== Given records ==

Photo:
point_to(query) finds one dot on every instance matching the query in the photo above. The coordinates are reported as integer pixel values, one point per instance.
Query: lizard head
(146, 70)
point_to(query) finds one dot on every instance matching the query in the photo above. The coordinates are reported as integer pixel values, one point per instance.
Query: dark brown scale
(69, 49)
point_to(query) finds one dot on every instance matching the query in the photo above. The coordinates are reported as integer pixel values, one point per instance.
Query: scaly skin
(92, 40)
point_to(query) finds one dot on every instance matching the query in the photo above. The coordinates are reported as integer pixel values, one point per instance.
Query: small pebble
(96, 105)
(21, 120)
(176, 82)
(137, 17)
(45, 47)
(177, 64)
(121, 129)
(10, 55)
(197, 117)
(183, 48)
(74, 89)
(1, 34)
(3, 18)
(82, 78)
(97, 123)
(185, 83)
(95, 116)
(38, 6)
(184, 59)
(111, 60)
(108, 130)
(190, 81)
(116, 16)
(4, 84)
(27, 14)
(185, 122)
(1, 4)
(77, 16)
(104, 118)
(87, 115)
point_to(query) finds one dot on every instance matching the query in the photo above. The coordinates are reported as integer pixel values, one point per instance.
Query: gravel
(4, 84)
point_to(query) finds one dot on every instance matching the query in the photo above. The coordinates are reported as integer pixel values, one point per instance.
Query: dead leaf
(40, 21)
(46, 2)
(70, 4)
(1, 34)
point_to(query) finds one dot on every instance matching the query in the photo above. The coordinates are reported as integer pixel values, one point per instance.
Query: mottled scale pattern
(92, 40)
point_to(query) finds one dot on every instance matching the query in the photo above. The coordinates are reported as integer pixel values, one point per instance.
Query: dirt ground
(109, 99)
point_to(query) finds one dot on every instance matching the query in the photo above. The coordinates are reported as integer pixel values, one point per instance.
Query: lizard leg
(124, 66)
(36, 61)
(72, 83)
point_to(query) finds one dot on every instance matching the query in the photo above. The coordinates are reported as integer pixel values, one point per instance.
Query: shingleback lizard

===

→ **What you need to do**
Produce an exact copy of the whole listing.

→ **Answer to this task**
Photo:
point_to(query) finds one dot on every instance matching the query in the photo above. The coordinates are reported as integer pixel values, one point per instance.
Query: lizard head
(146, 70)
point_to(query) finds one dot on every instance matching the query in the photo above. The coordinates are reported as integer pixel values, one point per instance.
Query: dark brown scale
(69, 49)
point_to(query) finds one dot on every instance matching the query in the photo above. The coordinates are reported as integer pixel values, one point per instance.
Query: scaly skin
(92, 40)
point_to(query) finds one dot on every instance matching the query in the photo above. The coordinates are reported as integer pixel values, one point per instance.
Query: small pebble
(96, 105)
(21, 120)
(176, 82)
(137, 17)
(45, 47)
(177, 64)
(121, 129)
(10, 55)
(197, 117)
(183, 48)
(74, 89)
(1, 34)
(3, 18)
(82, 78)
(97, 123)
(185, 83)
(95, 116)
(38, 6)
(184, 59)
(111, 60)
(108, 130)
(190, 81)
(116, 16)
(4, 84)
(27, 14)
(185, 122)
(1, 4)
(77, 16)
(104, 118)
(87, 115)
point_to(query) finds one dot on every instance matching the query in the photo above. The coordinates are reported as integer pixel values, one point per instance.
Query: gravel
(4, 84)
point_to(query) finds one dot on every instance matching the query in the photo above. The coordinates are reported as integer pixel values, one point per instance.
Query: dead leaf
(40, 21)
(46, 2)
(70, 4)
(1, 34)
point_to(query) finds one dot on every instance matching the query in the photo above. The coordinates are reported as integer pixel values, one point per instance.
Query: mottled scale pattern
(92, 40)
point_to(query) finds one dot on every instance matching the query in the photo above. The coordinates are reported as integer pixel values, one point per instance.
Query: dirt ground
(109, 99)
point_to(query) finds one dot on every instance matching the query in the photo above. The coordinates are reported as integer pixel values, one point per instance.
Query: lizard leg
(124, 66)
(36, 61)
(72, 83)
point_to(query) finds one dot on every instance matching the query in the photo above. The coordinates are reported as integer pixel values, one point per instance.
Query: shingleback lizard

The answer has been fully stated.